In the excerpt on Ontario renters, take the part that opens with the words "The Ontario government" and closes with "improvements are made.", and write it out again with "eviction ban" swapped for "eviction moratorium".

### EXCERPT
□ □ □ □

The reopening time frame is highly uncertain, with public health experts warning about the possibility of a second or even a third wave of COVID-19 infections that would trigger the re-enactment of lockdown measures.
As the next wave of COVID-19 could come during our Canada’s coldest months, it will be even more important to ensure that Ontario renters are not evicted, nor receive a threat of such action.
The Ontario government should keep the eviction ban in place for the time being, while initiating an open policy discussion on the conditions that will need to be in place for its gradual easing.
3. Rent control
It also makes little sense to allow rents to increase through a health and economic crisis.
Ontario has no rent control on vacant units and properties occupied after 2018. Annual increases in all other units are capped at the rate of inflation or 2.5%, whichever is lowest. Landlords can apply for authorization to impose above guideline increases if fixed costs increase significantly or capital improvements are made.

□ □ □ □

### INFORMATION GIVEN
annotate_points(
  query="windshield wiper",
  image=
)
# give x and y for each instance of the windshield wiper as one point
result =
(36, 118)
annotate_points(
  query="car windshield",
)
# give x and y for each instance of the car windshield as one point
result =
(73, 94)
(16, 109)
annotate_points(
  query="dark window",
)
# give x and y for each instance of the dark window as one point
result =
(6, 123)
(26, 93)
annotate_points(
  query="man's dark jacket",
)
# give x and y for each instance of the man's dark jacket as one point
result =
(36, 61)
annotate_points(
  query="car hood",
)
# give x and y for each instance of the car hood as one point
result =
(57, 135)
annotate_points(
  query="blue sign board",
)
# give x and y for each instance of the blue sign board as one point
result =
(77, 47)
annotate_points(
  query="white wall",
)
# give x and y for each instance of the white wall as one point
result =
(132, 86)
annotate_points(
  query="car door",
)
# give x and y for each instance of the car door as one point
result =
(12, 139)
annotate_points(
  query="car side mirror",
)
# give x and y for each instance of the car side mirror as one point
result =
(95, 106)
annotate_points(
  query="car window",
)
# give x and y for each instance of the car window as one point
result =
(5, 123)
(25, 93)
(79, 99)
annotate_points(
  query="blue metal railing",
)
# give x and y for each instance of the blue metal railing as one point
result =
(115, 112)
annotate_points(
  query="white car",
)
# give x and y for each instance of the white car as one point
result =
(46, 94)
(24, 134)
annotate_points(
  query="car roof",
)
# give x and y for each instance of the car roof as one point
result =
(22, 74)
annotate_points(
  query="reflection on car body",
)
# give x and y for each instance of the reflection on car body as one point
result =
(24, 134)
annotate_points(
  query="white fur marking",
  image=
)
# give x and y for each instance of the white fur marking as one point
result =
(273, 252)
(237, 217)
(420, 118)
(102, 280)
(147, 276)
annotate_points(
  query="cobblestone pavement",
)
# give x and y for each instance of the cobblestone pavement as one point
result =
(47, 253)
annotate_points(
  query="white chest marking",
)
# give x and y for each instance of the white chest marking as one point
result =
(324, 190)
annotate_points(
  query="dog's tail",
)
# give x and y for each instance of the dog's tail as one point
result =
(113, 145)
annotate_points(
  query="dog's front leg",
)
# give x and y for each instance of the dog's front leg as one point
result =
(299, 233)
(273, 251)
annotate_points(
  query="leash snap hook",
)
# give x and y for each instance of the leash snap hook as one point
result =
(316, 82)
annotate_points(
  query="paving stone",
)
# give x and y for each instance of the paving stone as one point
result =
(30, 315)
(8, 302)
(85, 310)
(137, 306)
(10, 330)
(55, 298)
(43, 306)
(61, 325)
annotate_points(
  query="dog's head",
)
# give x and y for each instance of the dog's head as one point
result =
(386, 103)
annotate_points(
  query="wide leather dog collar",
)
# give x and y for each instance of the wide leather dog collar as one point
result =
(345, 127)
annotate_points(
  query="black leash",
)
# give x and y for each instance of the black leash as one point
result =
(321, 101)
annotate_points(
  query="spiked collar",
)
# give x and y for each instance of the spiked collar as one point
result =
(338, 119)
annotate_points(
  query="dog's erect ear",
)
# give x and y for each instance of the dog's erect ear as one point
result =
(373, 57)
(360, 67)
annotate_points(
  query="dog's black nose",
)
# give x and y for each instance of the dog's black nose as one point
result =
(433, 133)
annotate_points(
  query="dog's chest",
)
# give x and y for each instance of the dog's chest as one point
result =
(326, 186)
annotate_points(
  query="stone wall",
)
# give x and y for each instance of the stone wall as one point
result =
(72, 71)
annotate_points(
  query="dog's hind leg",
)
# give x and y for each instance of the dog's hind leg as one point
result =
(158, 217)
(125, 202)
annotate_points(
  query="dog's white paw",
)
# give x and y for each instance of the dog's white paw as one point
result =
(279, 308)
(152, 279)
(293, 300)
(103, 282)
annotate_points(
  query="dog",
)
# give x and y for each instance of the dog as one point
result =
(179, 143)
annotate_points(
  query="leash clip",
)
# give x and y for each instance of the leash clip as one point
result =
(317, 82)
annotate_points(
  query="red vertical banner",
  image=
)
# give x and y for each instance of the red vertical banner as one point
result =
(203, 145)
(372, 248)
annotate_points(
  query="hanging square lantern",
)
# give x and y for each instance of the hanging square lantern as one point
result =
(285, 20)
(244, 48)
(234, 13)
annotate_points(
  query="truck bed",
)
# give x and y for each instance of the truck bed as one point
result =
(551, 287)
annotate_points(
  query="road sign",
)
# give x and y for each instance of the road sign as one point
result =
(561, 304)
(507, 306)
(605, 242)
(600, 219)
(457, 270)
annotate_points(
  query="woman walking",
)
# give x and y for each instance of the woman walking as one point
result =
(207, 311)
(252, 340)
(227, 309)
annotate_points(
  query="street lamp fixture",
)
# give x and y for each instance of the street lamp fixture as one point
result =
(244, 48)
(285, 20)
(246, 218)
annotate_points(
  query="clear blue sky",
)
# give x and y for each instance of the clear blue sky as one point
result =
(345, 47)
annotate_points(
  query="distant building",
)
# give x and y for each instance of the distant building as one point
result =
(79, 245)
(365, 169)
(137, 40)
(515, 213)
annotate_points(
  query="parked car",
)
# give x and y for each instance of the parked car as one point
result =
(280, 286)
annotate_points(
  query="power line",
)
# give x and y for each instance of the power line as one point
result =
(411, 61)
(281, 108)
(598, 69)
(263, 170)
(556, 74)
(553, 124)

□ □ □ □

### WRITTEN SOLUTION
The Ontario government should keep the eviction moratorium in place for the time being, while initiating an open policy discussion on the conditions that will need to be in place for its gradual easing.
3. Rent control
It also makes little sense to allow rents to increase through a health and economic crisis.
Ontario has no rent control on vacant units and properties occupied after 2018. Annual increases in all other units are capped at the rate of inflation or 2.5%, whichever is lowest. Landlords can apply for authorization to impose above guideline increases if fixed costs increase significantly or capital improvements are made.